(Éléments répertoriés dans un jeu de données)
%%
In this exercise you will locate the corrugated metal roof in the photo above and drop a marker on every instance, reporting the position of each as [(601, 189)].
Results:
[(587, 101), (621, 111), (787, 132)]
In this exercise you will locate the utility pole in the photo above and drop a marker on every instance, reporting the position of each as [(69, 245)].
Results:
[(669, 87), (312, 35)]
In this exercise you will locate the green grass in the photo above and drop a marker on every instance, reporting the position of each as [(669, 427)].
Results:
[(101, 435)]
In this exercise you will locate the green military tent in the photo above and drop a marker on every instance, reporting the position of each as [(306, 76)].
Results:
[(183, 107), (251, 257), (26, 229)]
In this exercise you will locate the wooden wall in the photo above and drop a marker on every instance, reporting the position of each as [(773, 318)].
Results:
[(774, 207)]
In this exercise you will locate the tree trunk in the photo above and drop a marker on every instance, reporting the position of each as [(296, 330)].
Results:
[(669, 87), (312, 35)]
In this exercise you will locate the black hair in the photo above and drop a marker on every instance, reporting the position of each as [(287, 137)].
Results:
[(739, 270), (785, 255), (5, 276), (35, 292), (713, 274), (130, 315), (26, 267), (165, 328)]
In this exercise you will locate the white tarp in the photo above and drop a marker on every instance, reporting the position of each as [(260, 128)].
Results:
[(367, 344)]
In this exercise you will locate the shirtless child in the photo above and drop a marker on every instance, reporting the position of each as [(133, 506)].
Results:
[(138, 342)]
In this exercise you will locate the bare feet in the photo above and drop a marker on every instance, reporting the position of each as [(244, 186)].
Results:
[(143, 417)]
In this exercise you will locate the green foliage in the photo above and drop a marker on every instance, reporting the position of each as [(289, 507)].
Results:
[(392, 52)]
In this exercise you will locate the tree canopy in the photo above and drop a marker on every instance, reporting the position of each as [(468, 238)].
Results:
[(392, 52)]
%%
## OBJECTIF DE LA TÂCHE:
Recopiez s'il vous plaît les lignes allant de celle qui contient "In this exercise you will locate the shirtless" jusqu'à la fin des enregistrements, en remplaçant "drop a marker" par "place a pin" sans rien changer d'autre.

## CORRIGÉ:
In this exercise you will locate the shirtless child in the photo above and place a pin on every instance, reporting the position of each as [(133, 506)].
Results:
[(138, 342)]
In this exercise you will locate the bare feet in the photo above and place a pin on every instance, reporting the position of each as [(244, 186)].
Results:
[(143, 417)]
In this exercise you will locate the green foliage in the photo above and place a pin on every instance, reporting the position of each as [(289, 507)].
Results:
[(392, 52)]
In this exercise you will locate the tree canopy in the photo above and place a pin on every instance, reporting the position of each as [(468, 238)].
Results:
[(392, 52)]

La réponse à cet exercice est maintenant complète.